In precious stones, novel pharmaceuticals, patents, copyright law, and the planned obsolescence of devices, we see the hand of artificial scarcity— dearth invented to create or preserve a product's perceived value.
- In some cases, scarcity itself impacts our sense of status:
- Example: It probably isn't that cool to own a patent, but owning a large diamond might be.
- In other's, it's the mechanism itself that impacts our sense of status:
- Example: Pay-gating as a mechanism doesn't confer much status (subscribing to Spotify or Netflix isn't that notable), while those which require effort or implied effort (like gaining 100K Twitter followers) often do.
Brands like Supreme and Palace "drop" their new items, making them available in limited supply and/or for limited times.
- Items purchased in a drop grant higher status than those purchased by other mechanisms, and come with the benefit of implied effort in acquirement.
- The internet grew the phenomenon. Getting ahold of the latest drop not only conferred status but, with the ease of buying and selling second-hand items online, could be profitable.
Scarcity as an API:
- If scarcity drives status, and people are willing to spend to attain status, then reliably and repeatedly creating scarcity should be valuable.
- Software companies could programmatically "drop" new features at specific times, or only to users with sufficient engagement, fundamentally altering their hype-span.

**What to work on**
1 > List the areas where the page excerpt says we see the hand of artificial scarcity.
2 > Rewrite the page excerpt from "- Items purchased" up to and including "should be valuable.", putting "lucrative" in place of "profitable".
The listing has no connection to the page excerpt on artificial scarcity.

**Data under study**
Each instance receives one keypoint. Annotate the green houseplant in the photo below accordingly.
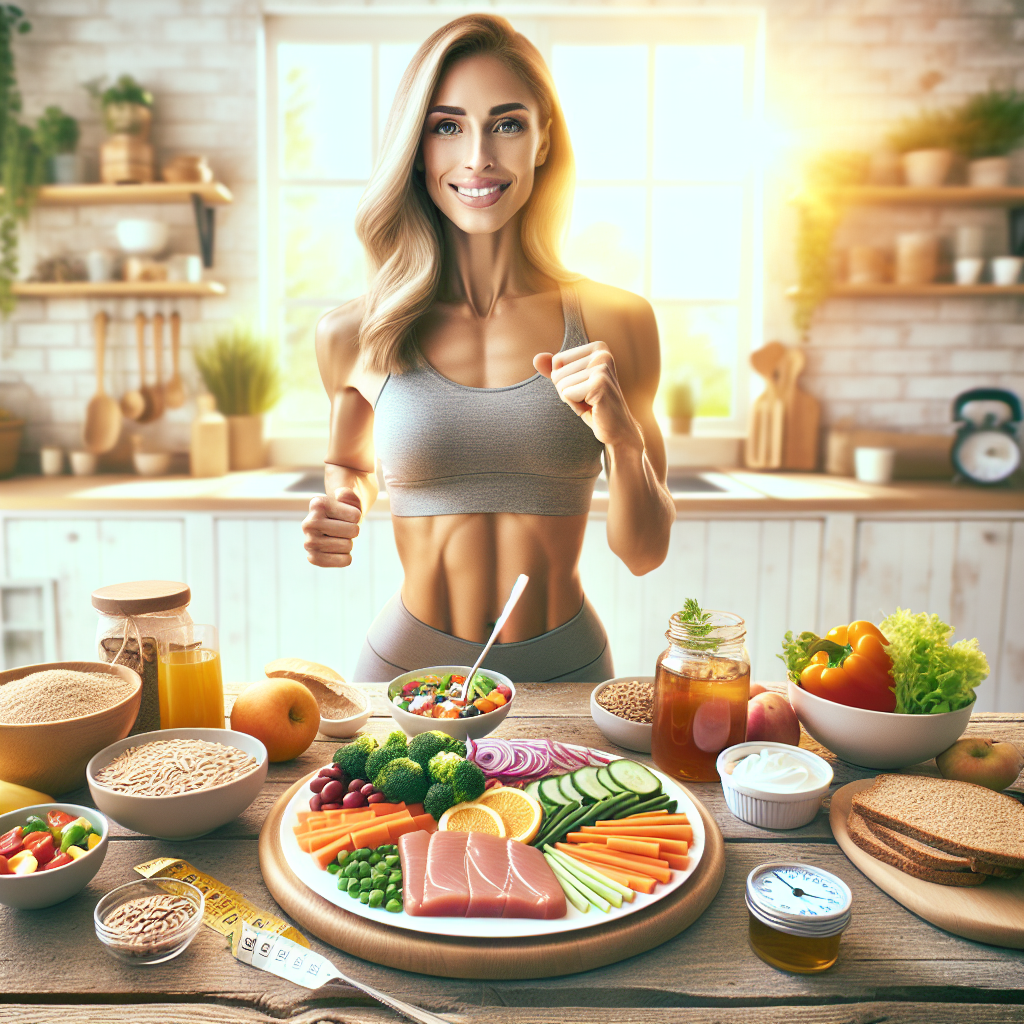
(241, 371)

--

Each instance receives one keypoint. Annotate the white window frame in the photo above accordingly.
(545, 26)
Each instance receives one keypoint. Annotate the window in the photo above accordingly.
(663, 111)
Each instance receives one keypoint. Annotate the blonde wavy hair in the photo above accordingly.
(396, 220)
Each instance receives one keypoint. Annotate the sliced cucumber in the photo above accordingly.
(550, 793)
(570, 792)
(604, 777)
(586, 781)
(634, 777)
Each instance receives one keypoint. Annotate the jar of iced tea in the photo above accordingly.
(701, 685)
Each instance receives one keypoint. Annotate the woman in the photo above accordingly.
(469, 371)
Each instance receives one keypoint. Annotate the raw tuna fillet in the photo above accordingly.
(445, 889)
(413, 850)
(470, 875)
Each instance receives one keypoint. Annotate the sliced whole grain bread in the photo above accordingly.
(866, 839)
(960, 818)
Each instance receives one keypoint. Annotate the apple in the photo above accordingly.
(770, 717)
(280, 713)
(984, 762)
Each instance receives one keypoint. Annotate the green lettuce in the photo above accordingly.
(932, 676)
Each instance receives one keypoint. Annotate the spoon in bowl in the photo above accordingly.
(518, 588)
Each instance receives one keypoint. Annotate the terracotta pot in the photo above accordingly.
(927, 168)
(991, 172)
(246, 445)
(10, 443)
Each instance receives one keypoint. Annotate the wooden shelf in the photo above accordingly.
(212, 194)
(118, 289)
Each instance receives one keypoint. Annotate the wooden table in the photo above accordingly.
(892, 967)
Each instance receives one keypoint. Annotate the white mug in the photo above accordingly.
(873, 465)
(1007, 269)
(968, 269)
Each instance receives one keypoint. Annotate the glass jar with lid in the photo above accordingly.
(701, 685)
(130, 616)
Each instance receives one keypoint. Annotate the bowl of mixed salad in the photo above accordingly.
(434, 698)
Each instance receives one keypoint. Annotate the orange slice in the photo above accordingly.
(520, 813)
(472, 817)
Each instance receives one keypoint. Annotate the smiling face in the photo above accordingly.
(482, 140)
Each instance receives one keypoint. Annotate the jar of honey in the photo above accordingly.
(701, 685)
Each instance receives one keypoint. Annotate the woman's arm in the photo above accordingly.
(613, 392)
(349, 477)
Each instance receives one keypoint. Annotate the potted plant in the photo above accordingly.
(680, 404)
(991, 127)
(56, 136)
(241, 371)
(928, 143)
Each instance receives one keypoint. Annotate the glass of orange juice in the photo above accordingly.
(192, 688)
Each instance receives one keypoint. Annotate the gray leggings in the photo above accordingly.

...

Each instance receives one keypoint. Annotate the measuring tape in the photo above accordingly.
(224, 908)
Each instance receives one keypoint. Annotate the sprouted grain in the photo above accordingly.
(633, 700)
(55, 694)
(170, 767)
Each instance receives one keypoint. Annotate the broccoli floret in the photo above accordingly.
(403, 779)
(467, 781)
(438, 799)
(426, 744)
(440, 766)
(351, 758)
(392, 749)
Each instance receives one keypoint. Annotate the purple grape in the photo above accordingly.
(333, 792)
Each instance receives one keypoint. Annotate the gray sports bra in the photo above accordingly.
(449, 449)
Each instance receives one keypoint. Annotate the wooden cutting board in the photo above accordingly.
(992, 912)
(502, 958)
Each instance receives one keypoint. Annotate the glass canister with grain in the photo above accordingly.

**Results of the exercise**
1 >
- Precious stones
- Novel pharmaceuticals
- Patents
- Copyright law
- The planned obsolescence of devices

2 >
- Items purchased in a drop grant higher status than those purchased by other mechanisms, and come with the benefit of implied effort in acquirement.
- The internet grew the phenomenon. Getting ahold of the latest drop not only conferred status but, with the ease of buying and selling second-hand items online, could be lucrative.
Scarcity as an API:
- If scarcity drives status, and people are willing to spend to attain status, then reliably and repeatedly creating scarcity should be valuable.